BEGIN

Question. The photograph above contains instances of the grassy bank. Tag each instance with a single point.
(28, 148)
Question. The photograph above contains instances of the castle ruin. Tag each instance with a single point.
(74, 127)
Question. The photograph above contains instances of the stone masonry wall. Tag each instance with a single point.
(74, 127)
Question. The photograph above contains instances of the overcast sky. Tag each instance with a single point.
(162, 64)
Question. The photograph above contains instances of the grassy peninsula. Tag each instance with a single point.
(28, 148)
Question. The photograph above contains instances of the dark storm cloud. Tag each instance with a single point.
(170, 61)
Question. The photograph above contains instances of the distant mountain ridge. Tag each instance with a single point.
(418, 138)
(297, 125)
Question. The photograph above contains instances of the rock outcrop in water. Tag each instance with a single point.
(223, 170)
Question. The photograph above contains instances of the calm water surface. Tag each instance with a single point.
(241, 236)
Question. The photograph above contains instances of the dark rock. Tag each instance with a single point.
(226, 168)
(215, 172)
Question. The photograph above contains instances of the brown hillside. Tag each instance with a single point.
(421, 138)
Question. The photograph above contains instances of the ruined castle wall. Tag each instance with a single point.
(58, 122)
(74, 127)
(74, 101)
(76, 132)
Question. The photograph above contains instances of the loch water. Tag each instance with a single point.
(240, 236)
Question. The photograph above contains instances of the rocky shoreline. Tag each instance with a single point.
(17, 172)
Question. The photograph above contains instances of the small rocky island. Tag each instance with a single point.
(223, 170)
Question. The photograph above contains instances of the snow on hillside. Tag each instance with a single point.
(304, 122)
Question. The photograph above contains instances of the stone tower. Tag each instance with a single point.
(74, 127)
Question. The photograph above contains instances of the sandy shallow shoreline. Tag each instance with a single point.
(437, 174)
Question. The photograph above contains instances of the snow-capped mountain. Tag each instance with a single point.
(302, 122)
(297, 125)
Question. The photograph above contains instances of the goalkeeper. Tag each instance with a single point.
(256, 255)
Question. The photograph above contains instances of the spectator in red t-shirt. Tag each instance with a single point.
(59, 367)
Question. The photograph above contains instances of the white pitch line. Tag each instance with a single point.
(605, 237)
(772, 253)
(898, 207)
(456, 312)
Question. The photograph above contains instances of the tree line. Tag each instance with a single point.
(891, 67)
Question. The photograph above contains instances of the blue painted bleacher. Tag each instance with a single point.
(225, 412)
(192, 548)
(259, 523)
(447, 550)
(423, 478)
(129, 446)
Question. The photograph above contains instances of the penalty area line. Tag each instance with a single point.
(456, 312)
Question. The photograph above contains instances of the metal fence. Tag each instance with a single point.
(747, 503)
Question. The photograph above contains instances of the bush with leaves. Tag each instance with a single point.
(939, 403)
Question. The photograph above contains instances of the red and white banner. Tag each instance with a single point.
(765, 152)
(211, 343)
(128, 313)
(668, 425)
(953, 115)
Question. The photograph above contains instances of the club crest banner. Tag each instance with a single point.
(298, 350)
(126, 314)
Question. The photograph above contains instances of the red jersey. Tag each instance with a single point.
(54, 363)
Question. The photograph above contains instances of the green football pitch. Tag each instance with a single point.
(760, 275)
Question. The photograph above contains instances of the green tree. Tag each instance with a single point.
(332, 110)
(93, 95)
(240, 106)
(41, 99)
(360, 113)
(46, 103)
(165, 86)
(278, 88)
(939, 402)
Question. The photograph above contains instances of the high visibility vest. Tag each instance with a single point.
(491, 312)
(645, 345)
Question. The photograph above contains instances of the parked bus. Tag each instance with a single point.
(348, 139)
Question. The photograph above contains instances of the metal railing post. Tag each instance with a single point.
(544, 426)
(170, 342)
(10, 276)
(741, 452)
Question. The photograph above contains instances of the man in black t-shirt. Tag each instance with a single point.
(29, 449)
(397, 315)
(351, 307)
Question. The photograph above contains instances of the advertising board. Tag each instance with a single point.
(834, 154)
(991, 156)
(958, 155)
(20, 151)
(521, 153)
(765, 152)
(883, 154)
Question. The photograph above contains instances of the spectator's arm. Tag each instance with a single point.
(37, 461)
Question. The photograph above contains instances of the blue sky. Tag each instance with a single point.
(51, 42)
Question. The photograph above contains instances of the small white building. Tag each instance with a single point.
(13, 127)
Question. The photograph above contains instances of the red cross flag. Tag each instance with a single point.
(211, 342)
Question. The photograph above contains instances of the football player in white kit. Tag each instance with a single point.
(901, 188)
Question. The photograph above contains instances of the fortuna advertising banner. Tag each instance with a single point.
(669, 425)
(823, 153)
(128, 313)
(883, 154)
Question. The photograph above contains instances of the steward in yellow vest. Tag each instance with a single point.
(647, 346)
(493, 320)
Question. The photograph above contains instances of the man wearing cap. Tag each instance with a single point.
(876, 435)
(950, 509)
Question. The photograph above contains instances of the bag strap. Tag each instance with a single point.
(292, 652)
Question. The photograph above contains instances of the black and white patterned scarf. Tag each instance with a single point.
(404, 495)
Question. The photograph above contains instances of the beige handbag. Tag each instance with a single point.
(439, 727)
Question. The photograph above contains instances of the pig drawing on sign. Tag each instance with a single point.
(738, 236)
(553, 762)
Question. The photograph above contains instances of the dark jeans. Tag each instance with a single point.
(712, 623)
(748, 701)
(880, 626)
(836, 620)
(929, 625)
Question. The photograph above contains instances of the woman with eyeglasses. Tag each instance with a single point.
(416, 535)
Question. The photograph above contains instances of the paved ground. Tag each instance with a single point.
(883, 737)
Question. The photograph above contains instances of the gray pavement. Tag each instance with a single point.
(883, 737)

END

ABOUT THIS TASK →
Reproduce the records word for word.

ANSWER SECTION →
Question. The photograph above contains instances of the grassy bank. Tag each instance with a single point.
(28, 148)
Question. The photograph above contains instances of the castle ruin. Tag each instance with a single point.
(74, 127)
Question. The photograph above contains instances of the stone masonry wall. Tag each instance with a single point.
(74, 127)
Question. The photograph above contains instances of the overcast sky. Tag each instance with a single point.
(162, 64)
Question. The photograph above contains instances of the grassy peninsula. Tag each instance with a single point.
(28, 148)
Question. The photograph above contains instances of the dark storm cloud. Tag each instance with a single point.
(170, 61)
Question. The photograph above contains instances of the distant mountain ridge. Tag each instance with a single point.
(418, 138)
(297, 125)
Question. The photograph above contains instances of the rock outcrop in water. Tag each instance with a single point.
(223, 170)
Question. The photograph above contains instances of the calm water surface. Tag each instance with a single point.
(241, 236)
Question. The photograph above contains instances of the dark rock. Tag each instance with a single point.
(226, 168)
(215, 172)
Question. The photograph above contains instances of the brown hillside. Tag each instance with a single point.
(421, 138)
Question. The photograph above contains instances of the ruined castle wall. Tag each instance with a single point.
(58, 122)
(74, 127)
(74, 101)
(76, 132)
Question. The photograph above contains instances of the loch water. Tag each instance with a single point.
(240, 236)
Question. The photograph above contains instances of the rocky shoreline. Tag each instance with a single point.
(17, 172)
Question. The photograph above contains instances of the small rocky island. Tag each instance with a single point.
(223, 170)
Question. The photograph above contains instances of the snow on hillside. Tag each instance with a single point.
(304, 122)
Question. The photograph above contains instances of the stone tower. Tag each instance with a single point.
(74, 127)
Question. The photograph above contains instances of the sandy shallow shoreline. Tag each instance with a single point.
(437, 174)
Question. The photograph above contains instances of the snow-capped mountain. Tag each instance with a single point.
(302, 122)
(297, 125)
Question. The photograph above contains instances of the goalkeeper. Tag each instance with a single point.
(256, 255)
Question. The photograph above contains instances of the spectator in red t-shirt. Tag each instance with a single point.
(59, 367)
Question. The photograph above contains instances of the white pitch line. Tag each instance with a single point.
(605, 237)
(772, 253)
(898, 207)
(456, 312)
Question. The photograph above contains instances of the tree line. Tag each instance with a single point.
(891, 67)
Question. The photograph above contains instances of the blue painted bleacher. Tag each instance with a single point.
(225, 412)
(192, 548)
(259, 523)
(447, 550)
(423, 478)
(129, 446)
Question. The photograph above contains instances of the penalty area line. Tag each instance with a single point.
(456, 312)
Question. The photograph above contains instances of the metal fence. Tag each instance with a single point.
(747, 503)
Question. The photograph above contains instances of the bush with leaves. Tag each instance with a single point.
(939, 403)
Question. The photograph above contains instances of the red and white banner. Tag each instance with a single point.
(765, 152)
(211, 343)
(128, 313)
(668, 425)
(953, 115)
Question. The photograph above contains instances of the club crest banner. Tag each instance with a single point.
(298, 350)
(126, 314)
Question. The photograph above contains instances of the red jersey. Tag each instance with a single point.
(54, 363)
Question. The photograph above contains instances of the green football pitch. Tag each instance with a single point.
(760, 275)
Question. The photograph above contains instances of the green tree. Tag each instance with a single point.
(332, 110)
(93, 95)
(240, 106)
(41, 99)
(360, 113)
(46, 103)
(165, 86)
(278, 88)
(939, 402)
Question. The photograph above contains instances of the high visibility vest. Tag each instance with a single point.
(491, 312)
(645, 345)
Question. The photograph above contains instances of the parked bus. Tag each instance with a single point.
(348, 139)
Question. The photograph above contains instances of the metal railing post. Tag each instance with a single point.
(544, 426)
(170, 342)
(10, 276)
(741, 452)
Question. The photograph above contains instances of the man in black t-shirt. Tag each instance with a single point.
(29, 449)
(397, 315)
(351, 307)
Question. The photograph above contains instances of the advertising board. Tag each instance with a single point.
(834, 154)
(991, 156)
(958, 155)
(20, 151)
(521, 153)
(765, 152)
(883, 154)
Question. The photograph above contains instances of the spectator's arm. Tag each instance with a single point.
(37, 461)
Question. The photograph above contains instances of the blue sky. Tag each instance with a single point.
(51, 42)
Question. The photograph above contains instances of the small white building. Tag each instance with a single point.
(13, 127)
Question. The photograph above contains instances of the red cross flag. Tag each instance with a single point.
(211, 342)
Question. The photograph above contains instances of the football player in white kit. Tag each instance with a single point.
(901, 188)
Question. The photograph above contains instances of the fortuna advertising banner. Tag each instance with a single point.
(669, 425)
(823, 153)
(128, 313)
(883, 154)
Question. The photograph above contains instances of the steward in yellow vest. Tag each instance with a single point.
(647, 346)
(493, 320)
Question. The photograph above contains instances of the man wearing cap. Tag each instance with a single point.
(876, 435)
(950, 509)
Question. The photograph above contains instances of the bag strap. Tag each instance with a single point.
(292, 652)
Question. The photograph above contains instances of the black and white patterned scarf. Tag each instance with a single point.
(404, 495)
Question. The photograph above contains instances of the beige handbag. Tag each instance with a single point.
(439, 727)
Question. The photograph above contains instances of the pig drawing on sign. Tag each instance with a single point.
(738, 236)
(553, 762)
Question. The photograph above contains instances of the dark jeans. Tag each instance with a single point.
(712, 623)
(748, 701)
(880, 626)
(836, 620)
(929, 625)
Question. The photograph above contains instances of the woman with eyeglasses. Tag each instance with a single point.
(416, 535)
Question. The photograph above contains instances of the paved ground. Tag each instance with a single point.
(883, 737)
Question. The photograph above contains instances of the gray pavement. Tag each instance with a single point.
(883, 737)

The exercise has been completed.